Entries shown -
-=-=-
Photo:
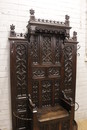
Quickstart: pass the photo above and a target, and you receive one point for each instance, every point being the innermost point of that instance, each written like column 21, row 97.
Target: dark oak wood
column 43, row 75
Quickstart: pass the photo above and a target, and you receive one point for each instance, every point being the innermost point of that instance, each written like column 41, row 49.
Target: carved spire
column 67, row 20
column 32, row 17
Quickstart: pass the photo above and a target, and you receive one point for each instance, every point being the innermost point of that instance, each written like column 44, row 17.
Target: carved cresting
column 58, row 50
column 21, row 69
column 46, row 92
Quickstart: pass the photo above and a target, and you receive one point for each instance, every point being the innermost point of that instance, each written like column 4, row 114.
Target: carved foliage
column 34, row 49
column 21, row 69
column 46, row 50
column 46, row 92
column 57, row 51
column 35, row 93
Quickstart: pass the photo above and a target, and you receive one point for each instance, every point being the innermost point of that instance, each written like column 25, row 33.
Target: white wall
column 17, row 12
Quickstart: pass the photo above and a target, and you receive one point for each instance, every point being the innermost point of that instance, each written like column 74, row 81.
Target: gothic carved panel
-=-=-
What to work on - Reproduce the records word for word, please, from their first line up to and including the line that contains "41, row 49.", but no pictures.

Answer space -
Photo:
Quickstart: pass the photo above and a target, and you receive one point for each instance, every point being the innermost point of that instance, each written like column 21, row 97.
Target: dark oak wood
column 43, row 75
Quickstart: pass the photo above and a target, and you receive one point for each instance, every point being the innermost point of that instance, each written like column 41, row 49.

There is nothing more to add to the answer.